─── TASK MATERIAL ───
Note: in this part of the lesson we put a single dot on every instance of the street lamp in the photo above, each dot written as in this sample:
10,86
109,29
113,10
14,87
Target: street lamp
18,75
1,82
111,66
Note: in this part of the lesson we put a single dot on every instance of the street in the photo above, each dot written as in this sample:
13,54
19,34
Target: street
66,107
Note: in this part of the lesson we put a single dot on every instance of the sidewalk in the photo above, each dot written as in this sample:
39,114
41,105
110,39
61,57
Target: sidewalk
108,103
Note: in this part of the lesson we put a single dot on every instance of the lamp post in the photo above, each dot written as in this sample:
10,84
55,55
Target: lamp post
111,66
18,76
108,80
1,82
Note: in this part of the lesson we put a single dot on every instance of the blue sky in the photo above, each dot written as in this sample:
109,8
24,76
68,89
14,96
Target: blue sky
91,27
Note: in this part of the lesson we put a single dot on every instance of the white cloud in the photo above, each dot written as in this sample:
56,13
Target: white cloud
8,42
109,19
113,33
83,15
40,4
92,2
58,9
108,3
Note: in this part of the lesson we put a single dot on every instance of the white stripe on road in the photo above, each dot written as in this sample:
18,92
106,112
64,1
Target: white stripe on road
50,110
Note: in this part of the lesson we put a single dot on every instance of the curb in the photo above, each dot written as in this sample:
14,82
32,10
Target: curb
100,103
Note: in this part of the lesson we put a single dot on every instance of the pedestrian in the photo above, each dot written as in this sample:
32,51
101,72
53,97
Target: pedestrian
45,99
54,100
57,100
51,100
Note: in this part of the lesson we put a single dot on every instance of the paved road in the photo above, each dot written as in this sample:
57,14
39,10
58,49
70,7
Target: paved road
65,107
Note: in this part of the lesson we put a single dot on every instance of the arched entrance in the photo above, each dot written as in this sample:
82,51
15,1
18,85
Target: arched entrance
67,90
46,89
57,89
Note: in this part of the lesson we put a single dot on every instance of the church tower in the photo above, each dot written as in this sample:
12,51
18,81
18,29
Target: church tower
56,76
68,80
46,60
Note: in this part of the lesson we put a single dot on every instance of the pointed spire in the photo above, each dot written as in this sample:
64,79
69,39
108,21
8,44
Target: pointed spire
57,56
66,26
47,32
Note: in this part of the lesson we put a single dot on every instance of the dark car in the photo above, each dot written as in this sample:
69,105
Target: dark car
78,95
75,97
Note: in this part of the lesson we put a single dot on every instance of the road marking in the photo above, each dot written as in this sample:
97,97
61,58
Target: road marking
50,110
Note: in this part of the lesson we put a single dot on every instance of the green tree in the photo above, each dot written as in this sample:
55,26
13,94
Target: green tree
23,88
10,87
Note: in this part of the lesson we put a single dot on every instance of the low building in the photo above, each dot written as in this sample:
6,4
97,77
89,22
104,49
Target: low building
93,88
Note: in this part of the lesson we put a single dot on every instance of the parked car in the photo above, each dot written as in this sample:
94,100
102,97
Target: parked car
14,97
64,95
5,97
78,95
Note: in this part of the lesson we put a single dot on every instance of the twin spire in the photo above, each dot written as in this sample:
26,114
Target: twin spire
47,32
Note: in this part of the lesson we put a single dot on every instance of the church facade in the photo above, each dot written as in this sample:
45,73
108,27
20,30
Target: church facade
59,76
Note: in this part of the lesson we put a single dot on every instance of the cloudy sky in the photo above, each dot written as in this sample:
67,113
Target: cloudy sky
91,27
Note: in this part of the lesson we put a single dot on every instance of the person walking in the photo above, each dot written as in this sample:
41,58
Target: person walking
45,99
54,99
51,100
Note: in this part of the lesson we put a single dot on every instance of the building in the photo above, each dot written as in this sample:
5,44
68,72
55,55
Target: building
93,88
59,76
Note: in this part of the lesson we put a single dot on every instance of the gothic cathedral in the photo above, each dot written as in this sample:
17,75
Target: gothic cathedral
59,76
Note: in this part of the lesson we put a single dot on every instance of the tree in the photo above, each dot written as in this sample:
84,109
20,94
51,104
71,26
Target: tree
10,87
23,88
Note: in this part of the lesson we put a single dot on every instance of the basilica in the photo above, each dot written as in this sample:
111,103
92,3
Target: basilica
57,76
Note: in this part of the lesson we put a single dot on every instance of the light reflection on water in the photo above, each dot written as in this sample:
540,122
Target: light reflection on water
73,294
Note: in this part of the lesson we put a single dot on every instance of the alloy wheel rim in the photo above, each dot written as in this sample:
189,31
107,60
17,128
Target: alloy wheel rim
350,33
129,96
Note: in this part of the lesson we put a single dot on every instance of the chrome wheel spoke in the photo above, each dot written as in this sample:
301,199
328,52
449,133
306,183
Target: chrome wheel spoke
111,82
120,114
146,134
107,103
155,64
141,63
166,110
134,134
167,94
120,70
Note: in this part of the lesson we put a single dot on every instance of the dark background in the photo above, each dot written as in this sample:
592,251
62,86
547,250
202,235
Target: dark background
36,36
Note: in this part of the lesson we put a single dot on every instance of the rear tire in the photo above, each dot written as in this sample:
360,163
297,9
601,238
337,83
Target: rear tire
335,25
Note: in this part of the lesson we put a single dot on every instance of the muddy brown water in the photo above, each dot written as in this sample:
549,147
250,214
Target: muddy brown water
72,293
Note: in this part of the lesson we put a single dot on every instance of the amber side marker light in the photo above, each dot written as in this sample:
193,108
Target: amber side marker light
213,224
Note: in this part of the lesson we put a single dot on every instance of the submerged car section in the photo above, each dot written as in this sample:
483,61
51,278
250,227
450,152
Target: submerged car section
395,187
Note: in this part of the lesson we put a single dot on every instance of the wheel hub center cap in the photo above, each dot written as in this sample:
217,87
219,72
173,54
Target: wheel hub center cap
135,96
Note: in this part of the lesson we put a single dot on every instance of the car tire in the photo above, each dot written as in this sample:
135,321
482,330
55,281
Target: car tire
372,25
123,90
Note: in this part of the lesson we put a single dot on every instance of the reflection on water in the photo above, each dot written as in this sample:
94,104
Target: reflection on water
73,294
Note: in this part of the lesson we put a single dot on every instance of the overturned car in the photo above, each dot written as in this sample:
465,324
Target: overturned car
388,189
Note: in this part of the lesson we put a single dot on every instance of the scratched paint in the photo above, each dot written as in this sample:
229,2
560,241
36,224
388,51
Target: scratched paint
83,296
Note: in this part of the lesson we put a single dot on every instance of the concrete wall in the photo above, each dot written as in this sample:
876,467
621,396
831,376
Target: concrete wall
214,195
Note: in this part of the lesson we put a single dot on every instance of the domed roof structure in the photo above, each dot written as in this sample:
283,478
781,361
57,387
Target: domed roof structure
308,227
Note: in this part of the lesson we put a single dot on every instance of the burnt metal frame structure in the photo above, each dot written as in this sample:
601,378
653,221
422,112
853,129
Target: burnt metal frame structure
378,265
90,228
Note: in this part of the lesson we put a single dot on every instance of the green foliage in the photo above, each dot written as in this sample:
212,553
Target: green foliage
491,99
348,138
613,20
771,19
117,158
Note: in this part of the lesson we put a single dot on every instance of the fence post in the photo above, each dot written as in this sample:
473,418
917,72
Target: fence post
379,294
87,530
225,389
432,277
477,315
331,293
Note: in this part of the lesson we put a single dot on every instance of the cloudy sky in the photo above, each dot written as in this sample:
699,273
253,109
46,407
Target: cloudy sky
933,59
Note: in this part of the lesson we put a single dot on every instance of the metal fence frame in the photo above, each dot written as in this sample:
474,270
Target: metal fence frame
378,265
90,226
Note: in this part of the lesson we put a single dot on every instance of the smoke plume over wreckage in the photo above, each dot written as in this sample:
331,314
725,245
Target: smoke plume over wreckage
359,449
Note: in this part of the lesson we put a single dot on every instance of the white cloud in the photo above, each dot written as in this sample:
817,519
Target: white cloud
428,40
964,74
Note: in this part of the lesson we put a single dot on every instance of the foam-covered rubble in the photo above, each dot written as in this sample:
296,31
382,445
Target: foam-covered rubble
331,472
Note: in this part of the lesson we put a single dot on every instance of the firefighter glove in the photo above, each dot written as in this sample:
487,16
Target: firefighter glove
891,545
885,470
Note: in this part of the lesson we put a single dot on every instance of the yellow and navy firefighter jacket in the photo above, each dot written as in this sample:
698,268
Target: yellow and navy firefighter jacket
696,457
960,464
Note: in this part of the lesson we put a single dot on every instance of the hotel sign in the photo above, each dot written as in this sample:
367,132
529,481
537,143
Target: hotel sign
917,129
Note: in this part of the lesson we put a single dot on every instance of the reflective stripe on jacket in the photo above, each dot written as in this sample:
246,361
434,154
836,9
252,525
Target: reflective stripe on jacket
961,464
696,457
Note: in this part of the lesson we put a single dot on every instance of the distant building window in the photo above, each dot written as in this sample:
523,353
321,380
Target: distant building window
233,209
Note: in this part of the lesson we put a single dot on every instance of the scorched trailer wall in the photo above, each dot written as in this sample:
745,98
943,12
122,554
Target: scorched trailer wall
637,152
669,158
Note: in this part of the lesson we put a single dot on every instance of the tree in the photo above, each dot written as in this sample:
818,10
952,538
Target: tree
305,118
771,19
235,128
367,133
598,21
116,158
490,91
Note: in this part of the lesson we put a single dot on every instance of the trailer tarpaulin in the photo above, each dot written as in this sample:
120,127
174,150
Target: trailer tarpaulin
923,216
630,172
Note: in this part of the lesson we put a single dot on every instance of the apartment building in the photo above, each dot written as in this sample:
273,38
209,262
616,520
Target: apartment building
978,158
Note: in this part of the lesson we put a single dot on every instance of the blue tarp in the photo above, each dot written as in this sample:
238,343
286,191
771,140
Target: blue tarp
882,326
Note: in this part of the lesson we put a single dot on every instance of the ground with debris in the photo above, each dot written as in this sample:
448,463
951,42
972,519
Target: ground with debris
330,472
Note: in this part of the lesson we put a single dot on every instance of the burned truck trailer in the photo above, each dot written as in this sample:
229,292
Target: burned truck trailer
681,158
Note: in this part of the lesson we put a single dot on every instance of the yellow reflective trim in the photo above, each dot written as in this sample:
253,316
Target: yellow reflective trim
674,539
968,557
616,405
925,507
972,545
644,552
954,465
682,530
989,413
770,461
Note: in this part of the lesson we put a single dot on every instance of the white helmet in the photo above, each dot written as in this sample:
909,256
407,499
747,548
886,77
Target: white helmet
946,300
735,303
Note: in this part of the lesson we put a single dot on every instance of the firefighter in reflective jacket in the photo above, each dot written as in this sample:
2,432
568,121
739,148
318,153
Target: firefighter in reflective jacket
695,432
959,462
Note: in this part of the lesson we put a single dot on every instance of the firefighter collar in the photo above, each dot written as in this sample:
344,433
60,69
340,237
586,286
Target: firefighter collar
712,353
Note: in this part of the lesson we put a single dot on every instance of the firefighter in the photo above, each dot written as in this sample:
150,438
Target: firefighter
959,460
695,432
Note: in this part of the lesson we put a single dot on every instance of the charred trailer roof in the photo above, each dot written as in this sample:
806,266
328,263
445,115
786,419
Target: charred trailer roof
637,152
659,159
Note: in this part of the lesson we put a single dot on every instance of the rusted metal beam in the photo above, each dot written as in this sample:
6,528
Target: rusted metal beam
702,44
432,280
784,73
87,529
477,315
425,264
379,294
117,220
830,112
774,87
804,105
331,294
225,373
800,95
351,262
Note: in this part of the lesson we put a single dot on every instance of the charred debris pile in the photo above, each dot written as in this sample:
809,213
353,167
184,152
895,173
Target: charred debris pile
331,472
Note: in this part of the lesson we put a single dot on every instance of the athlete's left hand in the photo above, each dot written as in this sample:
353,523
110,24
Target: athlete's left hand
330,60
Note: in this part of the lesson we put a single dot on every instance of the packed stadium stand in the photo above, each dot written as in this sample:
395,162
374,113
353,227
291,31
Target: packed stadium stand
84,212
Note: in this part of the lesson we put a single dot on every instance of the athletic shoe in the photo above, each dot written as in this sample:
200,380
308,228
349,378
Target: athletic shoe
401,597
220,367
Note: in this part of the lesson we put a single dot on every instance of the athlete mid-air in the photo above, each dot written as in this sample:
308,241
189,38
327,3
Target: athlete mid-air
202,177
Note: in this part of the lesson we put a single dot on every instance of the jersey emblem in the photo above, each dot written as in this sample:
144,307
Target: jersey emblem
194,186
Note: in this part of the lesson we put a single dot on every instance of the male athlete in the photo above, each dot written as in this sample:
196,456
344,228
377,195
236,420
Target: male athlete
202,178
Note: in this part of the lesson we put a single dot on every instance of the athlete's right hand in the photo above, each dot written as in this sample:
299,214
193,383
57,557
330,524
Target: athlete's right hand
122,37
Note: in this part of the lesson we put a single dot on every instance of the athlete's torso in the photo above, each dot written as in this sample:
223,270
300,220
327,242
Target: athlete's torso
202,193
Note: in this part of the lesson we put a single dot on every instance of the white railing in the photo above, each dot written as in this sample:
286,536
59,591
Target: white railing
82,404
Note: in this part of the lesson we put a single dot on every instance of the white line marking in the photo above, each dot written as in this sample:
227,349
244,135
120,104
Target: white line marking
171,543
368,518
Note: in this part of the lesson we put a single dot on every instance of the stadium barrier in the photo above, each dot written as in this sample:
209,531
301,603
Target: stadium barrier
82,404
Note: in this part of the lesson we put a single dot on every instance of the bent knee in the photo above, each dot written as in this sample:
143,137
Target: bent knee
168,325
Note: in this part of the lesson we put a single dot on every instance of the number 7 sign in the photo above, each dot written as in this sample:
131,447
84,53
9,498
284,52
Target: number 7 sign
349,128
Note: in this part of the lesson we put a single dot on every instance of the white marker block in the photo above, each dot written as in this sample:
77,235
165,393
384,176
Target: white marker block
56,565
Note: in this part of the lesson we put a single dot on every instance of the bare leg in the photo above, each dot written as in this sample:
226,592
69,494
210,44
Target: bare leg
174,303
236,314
───
THE EXERCISE: The line containing "the white line" marks the start; retype it and each line after it through the end of the records above, exactly.

RESULT OF THIS EXERCISE:
Note: in this part of the lesson we put a single dot on every instance of the white line marking in the photo above, each dot written as in this sample:
227,349
244,135
120,104
Target: white line marking
171,543
368,518
Note: in this part of the lesson we put a single dot on every instance of the stadium barrier in the photo above, each dot written as in this sample:
209,531
301,603
Target: stadium barrier
82,404
Note: in this part of the lesson we put a single dot on every instance of the bent knee in the photo above, each dot written as in this sample:
143,137
Target: bent knee
168,325
Note: in this part of the lesson we put a single dot on every instance of the number 7 sign in the photo above, each dot written as in this sample:
131,447
84,53
9,498
284,52
Target: number 7 sign
349,128
Note: in this part of the lesson we put a single dot on every instance of the white marker block in the photo above, each dot written as in this sample:
77,235
165,393
384,176
Target: white marker block
56,565
Note: in this part of the lesson we put a single dot on every instance of the bare leg in the photo above, each dot written as in this sample:
226,592
69,494
210,44
Target: bare leg
174,303
236,314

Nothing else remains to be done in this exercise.